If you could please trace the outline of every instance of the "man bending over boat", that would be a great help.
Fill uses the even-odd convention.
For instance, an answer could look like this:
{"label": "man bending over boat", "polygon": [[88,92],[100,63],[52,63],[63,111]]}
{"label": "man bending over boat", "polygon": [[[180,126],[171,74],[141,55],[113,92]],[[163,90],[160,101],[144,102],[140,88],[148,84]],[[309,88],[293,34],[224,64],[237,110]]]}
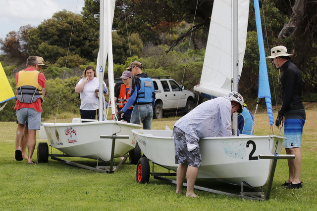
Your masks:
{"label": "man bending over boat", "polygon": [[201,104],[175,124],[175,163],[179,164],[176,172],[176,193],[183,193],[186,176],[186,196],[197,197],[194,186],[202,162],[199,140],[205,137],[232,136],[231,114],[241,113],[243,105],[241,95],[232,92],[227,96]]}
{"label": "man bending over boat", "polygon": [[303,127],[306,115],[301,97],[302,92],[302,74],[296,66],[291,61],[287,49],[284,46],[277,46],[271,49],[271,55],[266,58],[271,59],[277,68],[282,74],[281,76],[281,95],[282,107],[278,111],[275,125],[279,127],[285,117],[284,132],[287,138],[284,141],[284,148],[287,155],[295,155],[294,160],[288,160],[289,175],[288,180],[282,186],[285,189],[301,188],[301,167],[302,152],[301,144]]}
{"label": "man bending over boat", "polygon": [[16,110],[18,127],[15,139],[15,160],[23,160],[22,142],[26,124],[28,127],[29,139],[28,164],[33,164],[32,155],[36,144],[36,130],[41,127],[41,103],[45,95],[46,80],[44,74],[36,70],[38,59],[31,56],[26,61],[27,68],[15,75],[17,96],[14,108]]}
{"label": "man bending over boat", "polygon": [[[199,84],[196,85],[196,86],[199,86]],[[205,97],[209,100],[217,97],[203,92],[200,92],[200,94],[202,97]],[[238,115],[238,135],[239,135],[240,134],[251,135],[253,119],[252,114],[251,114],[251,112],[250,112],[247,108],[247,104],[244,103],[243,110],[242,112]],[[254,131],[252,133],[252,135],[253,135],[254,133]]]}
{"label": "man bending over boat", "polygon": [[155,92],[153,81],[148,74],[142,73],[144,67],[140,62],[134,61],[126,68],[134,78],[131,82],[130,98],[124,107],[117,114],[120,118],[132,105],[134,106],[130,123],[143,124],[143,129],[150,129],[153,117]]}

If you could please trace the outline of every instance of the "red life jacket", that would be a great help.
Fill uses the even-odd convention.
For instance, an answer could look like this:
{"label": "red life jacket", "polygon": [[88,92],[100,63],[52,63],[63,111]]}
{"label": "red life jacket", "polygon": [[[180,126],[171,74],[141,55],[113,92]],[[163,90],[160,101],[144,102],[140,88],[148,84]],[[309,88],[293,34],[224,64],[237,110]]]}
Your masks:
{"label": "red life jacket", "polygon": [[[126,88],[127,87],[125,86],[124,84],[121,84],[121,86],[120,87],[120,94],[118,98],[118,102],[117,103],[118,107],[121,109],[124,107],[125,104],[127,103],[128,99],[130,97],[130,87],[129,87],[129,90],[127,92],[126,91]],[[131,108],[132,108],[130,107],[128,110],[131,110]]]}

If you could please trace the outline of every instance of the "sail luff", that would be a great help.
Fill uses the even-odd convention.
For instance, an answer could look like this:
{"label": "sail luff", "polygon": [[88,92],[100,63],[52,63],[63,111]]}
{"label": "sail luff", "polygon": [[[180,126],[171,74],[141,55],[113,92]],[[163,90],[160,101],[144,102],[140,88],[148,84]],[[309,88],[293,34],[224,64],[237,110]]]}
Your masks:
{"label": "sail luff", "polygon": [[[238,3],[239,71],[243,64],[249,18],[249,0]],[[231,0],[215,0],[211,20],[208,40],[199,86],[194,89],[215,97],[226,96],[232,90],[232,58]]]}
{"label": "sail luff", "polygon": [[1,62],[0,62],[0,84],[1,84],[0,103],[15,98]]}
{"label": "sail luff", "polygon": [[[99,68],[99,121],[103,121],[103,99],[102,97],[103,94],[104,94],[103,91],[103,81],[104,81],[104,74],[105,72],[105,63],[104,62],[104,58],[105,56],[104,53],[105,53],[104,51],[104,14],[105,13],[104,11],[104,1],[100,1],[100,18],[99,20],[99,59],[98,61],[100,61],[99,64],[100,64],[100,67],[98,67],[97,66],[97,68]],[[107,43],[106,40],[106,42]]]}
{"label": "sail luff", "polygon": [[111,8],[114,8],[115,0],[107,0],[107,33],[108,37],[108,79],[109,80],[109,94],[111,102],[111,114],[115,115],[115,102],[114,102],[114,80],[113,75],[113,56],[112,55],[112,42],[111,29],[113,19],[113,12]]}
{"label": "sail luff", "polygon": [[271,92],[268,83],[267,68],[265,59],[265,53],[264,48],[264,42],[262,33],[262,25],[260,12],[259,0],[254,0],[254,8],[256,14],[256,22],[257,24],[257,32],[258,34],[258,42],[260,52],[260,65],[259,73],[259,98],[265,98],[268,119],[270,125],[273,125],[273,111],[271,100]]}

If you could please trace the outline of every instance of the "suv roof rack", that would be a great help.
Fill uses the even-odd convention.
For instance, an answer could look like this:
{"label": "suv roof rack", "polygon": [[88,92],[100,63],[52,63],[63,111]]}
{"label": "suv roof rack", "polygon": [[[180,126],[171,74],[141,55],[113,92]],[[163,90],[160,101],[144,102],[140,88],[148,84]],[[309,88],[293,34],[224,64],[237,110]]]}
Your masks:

=== Goal ===
Please return every line of the records above that contains the string "help", where case counts.

=== Response ===
If you could please trace the outline of every instance of the "man bending over boat", that would be a great help.
If you could please trace the outline of every instance of the "red life jacket", that would be a great help.
If you could please trace the outline of every instance of the "sail luff", that would be a great help.
If you could please trace the outline of every instance of the "suv roof rack", that would be a great help.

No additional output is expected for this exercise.